■ **Given data**

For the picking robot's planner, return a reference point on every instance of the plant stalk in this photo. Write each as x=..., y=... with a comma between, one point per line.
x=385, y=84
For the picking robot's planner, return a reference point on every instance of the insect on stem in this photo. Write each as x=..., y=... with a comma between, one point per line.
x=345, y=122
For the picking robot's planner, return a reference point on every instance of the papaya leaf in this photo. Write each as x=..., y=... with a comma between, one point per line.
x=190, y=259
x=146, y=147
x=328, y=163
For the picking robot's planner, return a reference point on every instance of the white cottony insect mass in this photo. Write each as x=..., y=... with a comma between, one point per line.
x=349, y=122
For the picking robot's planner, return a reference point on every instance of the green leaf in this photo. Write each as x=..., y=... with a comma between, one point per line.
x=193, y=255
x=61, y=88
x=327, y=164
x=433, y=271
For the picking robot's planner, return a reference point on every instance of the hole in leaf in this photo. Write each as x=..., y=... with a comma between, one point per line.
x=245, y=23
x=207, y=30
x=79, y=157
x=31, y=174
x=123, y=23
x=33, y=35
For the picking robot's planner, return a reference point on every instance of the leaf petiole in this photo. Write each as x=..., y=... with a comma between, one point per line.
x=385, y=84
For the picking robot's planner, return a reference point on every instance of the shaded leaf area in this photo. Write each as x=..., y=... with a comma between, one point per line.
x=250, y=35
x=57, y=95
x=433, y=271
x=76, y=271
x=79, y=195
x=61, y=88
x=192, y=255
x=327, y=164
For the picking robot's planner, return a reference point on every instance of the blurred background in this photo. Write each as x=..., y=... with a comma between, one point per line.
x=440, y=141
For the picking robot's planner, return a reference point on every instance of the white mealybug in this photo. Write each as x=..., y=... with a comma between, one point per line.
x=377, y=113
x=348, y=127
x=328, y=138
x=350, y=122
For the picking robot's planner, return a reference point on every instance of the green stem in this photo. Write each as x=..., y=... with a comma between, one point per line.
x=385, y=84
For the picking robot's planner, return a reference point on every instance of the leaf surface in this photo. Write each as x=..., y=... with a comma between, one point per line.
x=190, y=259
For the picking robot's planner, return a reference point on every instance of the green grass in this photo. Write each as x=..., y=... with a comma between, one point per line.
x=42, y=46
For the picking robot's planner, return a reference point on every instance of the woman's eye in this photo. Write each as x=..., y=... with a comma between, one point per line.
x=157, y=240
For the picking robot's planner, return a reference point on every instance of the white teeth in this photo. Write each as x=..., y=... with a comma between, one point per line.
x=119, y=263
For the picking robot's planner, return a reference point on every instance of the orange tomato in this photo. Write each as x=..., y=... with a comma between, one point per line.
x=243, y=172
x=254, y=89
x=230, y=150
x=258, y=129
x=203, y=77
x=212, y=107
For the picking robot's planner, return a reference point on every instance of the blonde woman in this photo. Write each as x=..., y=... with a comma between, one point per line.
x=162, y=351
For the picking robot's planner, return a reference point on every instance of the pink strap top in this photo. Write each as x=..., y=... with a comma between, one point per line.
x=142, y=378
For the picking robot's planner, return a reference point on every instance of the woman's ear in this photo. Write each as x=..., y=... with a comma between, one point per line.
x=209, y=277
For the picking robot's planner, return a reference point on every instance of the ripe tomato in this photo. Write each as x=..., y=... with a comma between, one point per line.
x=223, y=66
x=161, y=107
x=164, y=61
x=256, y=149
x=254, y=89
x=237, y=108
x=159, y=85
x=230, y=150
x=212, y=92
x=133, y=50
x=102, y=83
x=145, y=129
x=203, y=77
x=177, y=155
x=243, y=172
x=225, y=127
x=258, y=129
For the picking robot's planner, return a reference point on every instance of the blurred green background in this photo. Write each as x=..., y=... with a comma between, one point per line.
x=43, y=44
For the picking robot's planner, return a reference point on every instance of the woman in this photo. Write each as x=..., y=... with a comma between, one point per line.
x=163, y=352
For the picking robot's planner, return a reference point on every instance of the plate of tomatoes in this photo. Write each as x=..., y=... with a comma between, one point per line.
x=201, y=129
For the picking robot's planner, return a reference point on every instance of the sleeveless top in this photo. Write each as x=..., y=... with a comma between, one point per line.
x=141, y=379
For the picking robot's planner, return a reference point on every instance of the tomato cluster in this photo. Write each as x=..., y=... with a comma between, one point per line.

■ **Brief**
Recast the part of the listing above that begins at the line containing "the green grass" and ends after the line containing "x=209, y=277" as a JSON array of strings. Give one string per line and leave out any blank lines.

■ **Final answer**
[
  "For the picking robot's planner, return a reference point on every instance of the green grass in this photo. Write each as x=..., y=... with a comma between, one point per line.",
  "x=42, y=46",
  "For the picking robot's planner, return a reference point on every instance of the woman's eye in this photo. Write each as x=..., y=... with a comma between, one point per line.",
  "x=157, y=240",
  "For the picking robot's planner, return a reference point on every instance of the white teeth in this photo. Write each as x=..., y=... with a comma between, one point per line.",
  "x=119, y=263",
  "For the picking robot's planner, return a reference point on every instance of the orange tomato in this photo. Write each as x=..., y=... with a comma between, one point per line.",
  "x=243, y=172",
  "x=254, y=89",
  "x=230, y=150",
  "x=258, y=129",
  "x=203, y=77",
  "x=212, y=107",
  "For the picking robot's planner, return a reference point on every instance of the blonde woman in this photo. Write each as x=..., y=... with a comma between, one point per line.",
  "x=162, y=351",
  "For the picking robot's planner, return a reference point on every instance of the pink strap top in this photo. Write each as x=..., y=... with a comma between, one point per line.",
  "x=142, y=378",
  "For the picking robot's planner, return a reference point on every instance of the woman's ear in this photo. Write each as x=..., y=... with a comma between, one point per line.",
  "x=209, y=277"
]